-- start of EXCERPT PROVIDED --

Alberta can win low-carbon investment race: new findings show how

New economic modelling shows how to close incentive gaps with the US

Alberta is facing fierce competition in the global race for low-carbon investment. A low-cost, low-risk financial instrument called a carbon contract for difference could help Alberta incentivize new investment in low-carbon technologies, like carbon capture for hydrogen production, natural-gas power plants, and cement factories.

An alternative approach that relies heavily on subsidies could cost billions of additional dollars.  

These are some findings from new economic modelling released today by Clean Prosperity and The Transition Accelerator, in a working paper called The Low-Carbon Playbook: Policies to foster Alberta’s competitiveness in a decarbonizing world

This paper was updated in January 2024 to incorporate the new Alberta Carbon Capture Incentive Program (ACCIP) into the modelling and analysis. Policy recommendations have been updated in response to ACCIP, as well as the 2023 Fall Economic Statement.

-- end of EXCERPT PROVIDED --
-- start of DATA LINES --

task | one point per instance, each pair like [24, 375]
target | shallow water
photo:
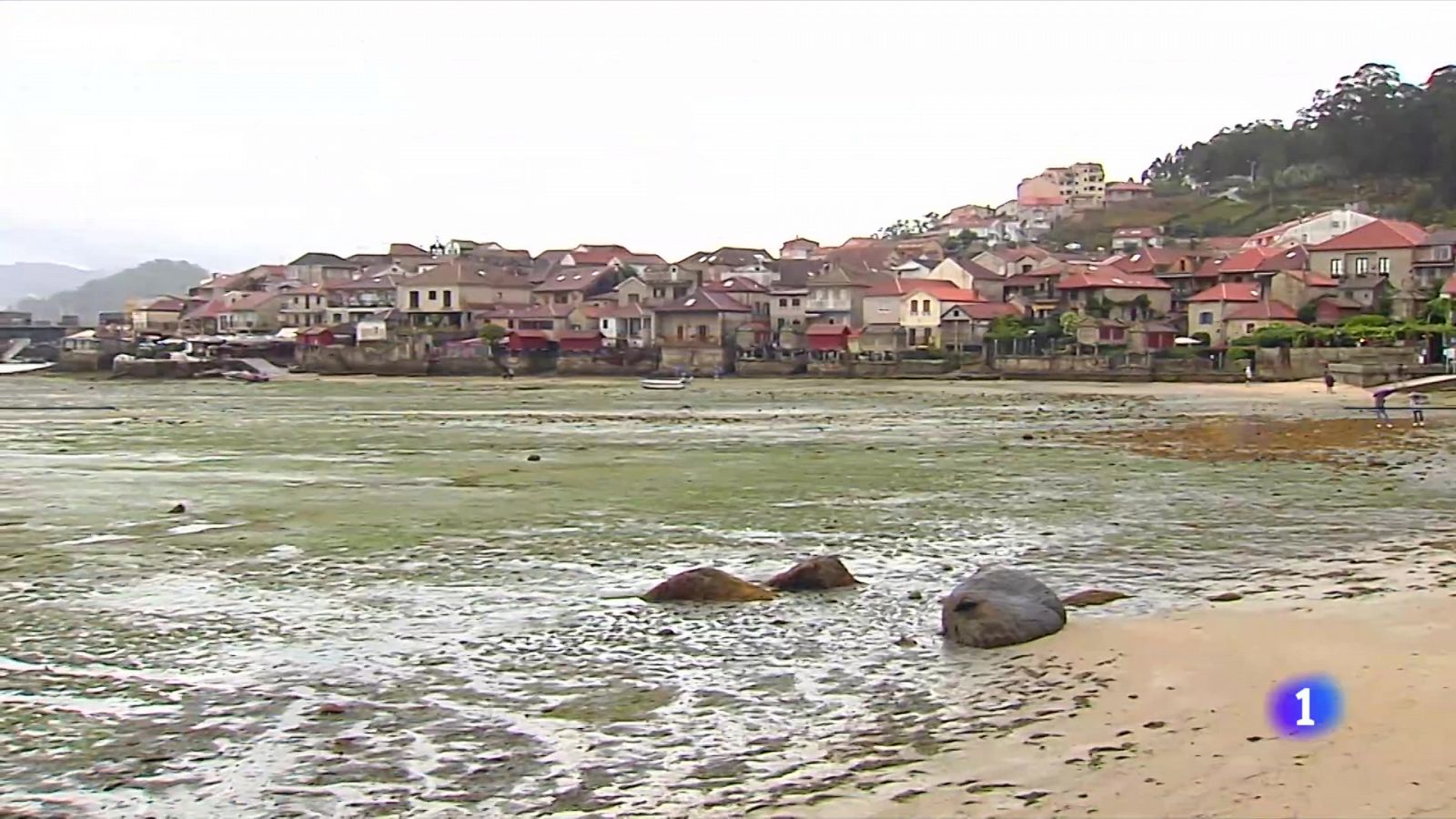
[385, 548]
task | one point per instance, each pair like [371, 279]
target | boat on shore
[16, 368]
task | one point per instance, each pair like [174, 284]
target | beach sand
[1171, 714]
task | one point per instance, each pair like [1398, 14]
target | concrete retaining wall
[404, 358]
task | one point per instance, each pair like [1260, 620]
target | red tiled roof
[705, 302]
[1148, 259]
[523, 310]
[207, 309]
[249, 302]
[1259, 259]
[623, 312]
[1223, 242]
[1310, 278]
[735, 285]
[827, 329]
[1023, 280]
[597, 254]
[1229, 292]
[1267, 310]
[986, 310]
[164, 305]
[1378, 235]
[572, 278]
[943, 290]
[1104, 278]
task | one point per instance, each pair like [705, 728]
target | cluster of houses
[868, 296]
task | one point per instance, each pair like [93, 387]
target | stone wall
[1309, 361]
[589, 366]
[771, 369]
[696, 360]
[917, 368]
[405, 358]
[157, 368]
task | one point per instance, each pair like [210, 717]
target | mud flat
[1172, 713]
[405, 596]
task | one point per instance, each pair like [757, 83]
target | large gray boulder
[1001, 606]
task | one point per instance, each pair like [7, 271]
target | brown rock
[705, 584]
[813, 574]
[1092, 598]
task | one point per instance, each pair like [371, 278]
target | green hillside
[111, 292]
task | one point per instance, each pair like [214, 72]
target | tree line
[1372, 124]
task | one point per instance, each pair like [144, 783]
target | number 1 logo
[1305, 707]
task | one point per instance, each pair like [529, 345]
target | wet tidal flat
[379, 603]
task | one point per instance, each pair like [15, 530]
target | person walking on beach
[1419, 401]
[1382, 419]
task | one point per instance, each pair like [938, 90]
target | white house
[1312, 229]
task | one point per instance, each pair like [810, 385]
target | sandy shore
[1171, 719]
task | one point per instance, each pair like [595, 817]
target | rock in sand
[706, 584]
[814, 574]
[1001, 606]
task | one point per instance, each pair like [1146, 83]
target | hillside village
[941, 288]
[945, 286]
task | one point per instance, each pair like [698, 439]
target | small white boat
[15, 368]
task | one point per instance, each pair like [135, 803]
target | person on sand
[1382, 419]
[1419, 401]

-- end of DATA LINES --

**PROBLEMS TO SOLVE**
[1] According to the Alberta low-carbon investment article, what financial instrument could help Alberta encourage new investment in low-carbon technologies?
[2] Please extend the Alberta low-carbon investment article, picking up right after its final sentence.
The entries are drawn from a separate source.

**RESPONSES**
[1] A carbon contract for difference.

[2]
“The global race for low-carbon investment is on. Alberta has everything it needs to compete in this new environment and become a diversified energy powerhouse,” said Adam Sweet, Clean Prosperity’s Director for Western Canada and co-author of the new paper.

“But Alberta urgently needs targeted strategies to support our carbon credit markets, like carbon contracts for difference, to compete against massive subsidies pulling capital and talent down to the US. We can win this race, if we make the right moves, right away.”

The Low-Carbon Playbook compares policy-based incentives between Alberta and US states for investment in nine low-carbon technologies, and proposes options to close the incentive gaps that Alberta faces as a result of generous subsidies in the US Inflation Reduction Act introduced last year.

Alberta urgently needs targeted strategies to support our carbon credit markets, like carbon contracts for difference, to compete against massive subsidies pulling capital and talent down to the US.

Adam Sweet, Clean Prosperity’s Director for Western Canada

Offering competitive incentives for more than a handful of large-scale low-carbon projects could cost billions of dollars. For example, the paper finds that fully matching the US Inflation Reduction Act’s incentives for a new 900 MW natural-gas combined cycle power plant equipped with carbon capture could cost the province $544 million over 10 years.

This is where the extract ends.